◆ **Problem A**
Output the part of the mortgage discussion starting with "It’s sad that" and going on through "between asset classes.", word for word.
___ Text block ___
Let me clarify, what I meant is a 30/yr “fixed interest” mortgage. You can get a 20 or 30 or 40 yr mortgage in Taiwan(depending on age) but the interest rate can not be locked in at a low rate instead is continually floating based on market fluctuation and at the end of 30 yrs there may be a big balloon payment in store if interest rises or your monthly payments will change 10 yrs in depending on the contract. The interest is only fixed in Asia for typically 3-5 yrs. whereas in the USA you can fix it for 30 yrs and know exactly what you owe with no surprises.
The Amortization schedules given in Asia are just estimates based on when the contract was signed, but it can change each quarter as the interest rates climb.
But if you’ve been living in Kaohsiung since 2012, your lungs have been paying a hefty price.
The biggest problem with housing is Taiwan is the fact in deteriorates so quickly, shitty neighbors are everywhere, noise pollution is hard to avoid, etc.
But kudos to the person who bought an apartment for 5M in Kaohsiung in 2012 and can sell it for 20M today. Now they can afford a smallish 20+ year-old 1 bedroom apartment in Taipei!
It’s the whole addage of , the market can remain irrational longer than you can remain solvent. The fact that the apartment basically falls apart after a few years doesn’t seem to deter people here
I’m not concerned about the irrationality of the market really. I’m just saying that lowering the quality of your life for money’s sake is a fool’s game.
Last year, I had numerous sizable equity and option trades that more than tripled in the span of months. None required me to live in a crappy environment for years.
It’s sad that some people don’t have the experience/knowledge to understand that there is more than one path to wealth creation. So they don’t make accurate comparisons between asset classes.
___
◆ **Problem B**
Show each line of the entries below that contains the string "stone".
___ Input data ___
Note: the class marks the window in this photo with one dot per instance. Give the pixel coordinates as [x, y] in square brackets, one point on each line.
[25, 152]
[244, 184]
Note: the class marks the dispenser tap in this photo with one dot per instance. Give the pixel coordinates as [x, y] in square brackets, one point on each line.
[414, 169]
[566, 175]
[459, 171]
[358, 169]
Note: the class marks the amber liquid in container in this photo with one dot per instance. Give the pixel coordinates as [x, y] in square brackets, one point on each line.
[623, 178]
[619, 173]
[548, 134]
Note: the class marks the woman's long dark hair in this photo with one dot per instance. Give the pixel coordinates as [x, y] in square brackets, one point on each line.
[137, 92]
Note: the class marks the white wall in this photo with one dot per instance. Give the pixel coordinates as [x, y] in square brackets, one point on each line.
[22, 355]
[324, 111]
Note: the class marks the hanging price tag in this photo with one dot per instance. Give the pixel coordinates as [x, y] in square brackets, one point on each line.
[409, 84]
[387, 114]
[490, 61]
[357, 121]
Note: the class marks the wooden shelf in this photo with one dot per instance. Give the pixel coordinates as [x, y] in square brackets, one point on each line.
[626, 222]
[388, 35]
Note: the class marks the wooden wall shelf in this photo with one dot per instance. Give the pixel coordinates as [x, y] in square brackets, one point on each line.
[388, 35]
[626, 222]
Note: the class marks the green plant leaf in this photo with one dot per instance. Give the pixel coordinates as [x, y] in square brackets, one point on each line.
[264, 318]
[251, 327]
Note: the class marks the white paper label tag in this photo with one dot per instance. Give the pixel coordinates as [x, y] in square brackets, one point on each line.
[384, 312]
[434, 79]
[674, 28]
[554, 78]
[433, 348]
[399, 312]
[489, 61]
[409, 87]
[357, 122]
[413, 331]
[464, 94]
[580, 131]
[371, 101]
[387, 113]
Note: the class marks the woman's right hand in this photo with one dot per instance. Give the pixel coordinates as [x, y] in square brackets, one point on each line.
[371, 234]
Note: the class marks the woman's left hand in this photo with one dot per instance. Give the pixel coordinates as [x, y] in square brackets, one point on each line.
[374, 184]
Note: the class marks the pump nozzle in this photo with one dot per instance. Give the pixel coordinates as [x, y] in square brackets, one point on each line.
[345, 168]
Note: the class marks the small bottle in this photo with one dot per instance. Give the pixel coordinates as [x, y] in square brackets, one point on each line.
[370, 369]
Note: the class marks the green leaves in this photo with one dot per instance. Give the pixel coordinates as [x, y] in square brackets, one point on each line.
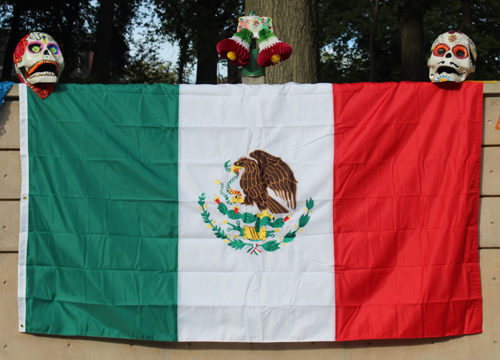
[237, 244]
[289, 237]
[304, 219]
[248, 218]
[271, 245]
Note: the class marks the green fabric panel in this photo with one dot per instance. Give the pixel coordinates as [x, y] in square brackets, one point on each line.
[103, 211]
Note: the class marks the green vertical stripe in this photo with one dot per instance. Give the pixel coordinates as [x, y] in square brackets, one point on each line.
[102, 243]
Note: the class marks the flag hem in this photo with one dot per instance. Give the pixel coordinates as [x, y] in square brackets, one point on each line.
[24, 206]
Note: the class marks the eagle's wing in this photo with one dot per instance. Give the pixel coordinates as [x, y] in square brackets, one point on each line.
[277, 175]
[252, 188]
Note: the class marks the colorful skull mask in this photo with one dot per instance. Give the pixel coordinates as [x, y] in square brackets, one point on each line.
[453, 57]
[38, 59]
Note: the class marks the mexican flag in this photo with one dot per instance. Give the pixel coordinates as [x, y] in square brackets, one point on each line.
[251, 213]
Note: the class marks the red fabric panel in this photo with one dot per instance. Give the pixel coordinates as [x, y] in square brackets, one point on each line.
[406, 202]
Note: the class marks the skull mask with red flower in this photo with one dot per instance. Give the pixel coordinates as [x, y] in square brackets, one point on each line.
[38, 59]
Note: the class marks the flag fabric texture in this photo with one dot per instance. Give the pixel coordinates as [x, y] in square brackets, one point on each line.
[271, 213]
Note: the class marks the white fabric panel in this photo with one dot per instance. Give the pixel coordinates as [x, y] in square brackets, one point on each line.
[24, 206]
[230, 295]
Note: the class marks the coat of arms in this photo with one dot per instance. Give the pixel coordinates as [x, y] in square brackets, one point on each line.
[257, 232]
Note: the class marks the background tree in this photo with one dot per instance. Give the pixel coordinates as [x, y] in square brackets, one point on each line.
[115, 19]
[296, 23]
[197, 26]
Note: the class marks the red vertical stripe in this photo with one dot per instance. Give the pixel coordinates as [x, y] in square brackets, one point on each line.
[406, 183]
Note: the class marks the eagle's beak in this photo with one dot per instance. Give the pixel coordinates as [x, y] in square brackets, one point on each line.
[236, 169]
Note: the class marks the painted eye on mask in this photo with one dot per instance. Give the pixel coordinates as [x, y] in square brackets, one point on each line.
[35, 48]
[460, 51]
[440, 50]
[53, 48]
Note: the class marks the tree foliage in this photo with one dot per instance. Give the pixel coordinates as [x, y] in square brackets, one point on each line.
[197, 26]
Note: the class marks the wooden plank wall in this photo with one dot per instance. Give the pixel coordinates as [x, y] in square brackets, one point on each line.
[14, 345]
___
___ Input data ___
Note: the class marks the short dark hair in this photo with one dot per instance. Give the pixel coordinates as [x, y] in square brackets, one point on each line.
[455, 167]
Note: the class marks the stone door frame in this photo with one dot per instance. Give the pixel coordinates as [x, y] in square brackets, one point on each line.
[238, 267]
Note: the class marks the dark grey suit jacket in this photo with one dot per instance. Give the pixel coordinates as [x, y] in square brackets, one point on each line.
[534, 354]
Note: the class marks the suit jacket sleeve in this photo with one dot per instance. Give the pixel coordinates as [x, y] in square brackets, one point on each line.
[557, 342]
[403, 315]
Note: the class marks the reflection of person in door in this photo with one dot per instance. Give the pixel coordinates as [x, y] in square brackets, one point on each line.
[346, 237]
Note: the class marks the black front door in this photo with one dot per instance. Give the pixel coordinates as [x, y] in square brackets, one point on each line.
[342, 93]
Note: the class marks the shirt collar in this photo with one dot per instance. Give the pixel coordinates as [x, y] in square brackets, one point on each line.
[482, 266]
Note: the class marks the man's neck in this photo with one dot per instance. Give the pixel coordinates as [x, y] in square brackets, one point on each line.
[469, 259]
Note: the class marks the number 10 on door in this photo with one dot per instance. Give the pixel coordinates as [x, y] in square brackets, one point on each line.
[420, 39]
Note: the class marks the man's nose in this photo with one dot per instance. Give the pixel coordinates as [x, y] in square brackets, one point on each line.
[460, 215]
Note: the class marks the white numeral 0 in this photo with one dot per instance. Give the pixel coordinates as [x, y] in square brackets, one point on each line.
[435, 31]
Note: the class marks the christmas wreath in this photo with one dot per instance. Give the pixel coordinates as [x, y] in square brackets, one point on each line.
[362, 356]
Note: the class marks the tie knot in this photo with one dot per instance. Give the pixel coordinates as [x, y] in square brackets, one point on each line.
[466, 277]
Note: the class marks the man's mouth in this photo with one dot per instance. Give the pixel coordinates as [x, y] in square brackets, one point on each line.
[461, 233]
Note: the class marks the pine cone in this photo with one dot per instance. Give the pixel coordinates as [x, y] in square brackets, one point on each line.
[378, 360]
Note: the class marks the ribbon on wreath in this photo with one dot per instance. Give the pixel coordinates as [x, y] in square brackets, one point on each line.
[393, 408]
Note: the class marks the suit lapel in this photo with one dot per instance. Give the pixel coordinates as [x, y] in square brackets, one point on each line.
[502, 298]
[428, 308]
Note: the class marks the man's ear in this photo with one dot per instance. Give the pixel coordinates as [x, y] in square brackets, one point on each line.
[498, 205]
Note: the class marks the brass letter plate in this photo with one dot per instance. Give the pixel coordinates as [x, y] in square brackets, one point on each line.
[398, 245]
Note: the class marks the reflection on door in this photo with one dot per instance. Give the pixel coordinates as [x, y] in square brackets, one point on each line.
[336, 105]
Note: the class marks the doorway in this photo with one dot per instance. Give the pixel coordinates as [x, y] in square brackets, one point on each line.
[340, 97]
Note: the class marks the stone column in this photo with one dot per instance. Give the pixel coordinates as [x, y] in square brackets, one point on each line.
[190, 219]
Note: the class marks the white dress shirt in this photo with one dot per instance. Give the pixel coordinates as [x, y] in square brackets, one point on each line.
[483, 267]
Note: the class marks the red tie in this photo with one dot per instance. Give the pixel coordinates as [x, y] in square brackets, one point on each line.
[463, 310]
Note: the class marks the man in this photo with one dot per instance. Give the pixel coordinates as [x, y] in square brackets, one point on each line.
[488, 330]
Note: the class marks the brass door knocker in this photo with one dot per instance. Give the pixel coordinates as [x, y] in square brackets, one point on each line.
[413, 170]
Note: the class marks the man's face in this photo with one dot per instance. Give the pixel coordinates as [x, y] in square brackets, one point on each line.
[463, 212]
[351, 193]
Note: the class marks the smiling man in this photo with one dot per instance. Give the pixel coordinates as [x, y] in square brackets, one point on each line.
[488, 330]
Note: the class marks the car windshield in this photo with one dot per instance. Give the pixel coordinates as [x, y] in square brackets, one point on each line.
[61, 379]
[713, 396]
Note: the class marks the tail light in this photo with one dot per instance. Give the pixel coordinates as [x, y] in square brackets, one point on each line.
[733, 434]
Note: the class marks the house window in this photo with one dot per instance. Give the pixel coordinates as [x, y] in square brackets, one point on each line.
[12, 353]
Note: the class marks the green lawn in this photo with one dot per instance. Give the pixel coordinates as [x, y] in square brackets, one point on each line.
___
◆ **Solution A**
It’s sad that some people don’t have the experience/knowledge to understand that there is more than one path to wealth creation. So they don’t make accurate comparisons between asset classes.

◆ **Solution B**
Note: the class marks the stone door frame in this photo with one dot per instance. Give the pixel coordinates as [x, y] in square brackets, one point on each line.
Note: the class marks the stone column in this photo with one dot per instance. Give the pixel coordinates as [x, y] in square brackets, one point on each line.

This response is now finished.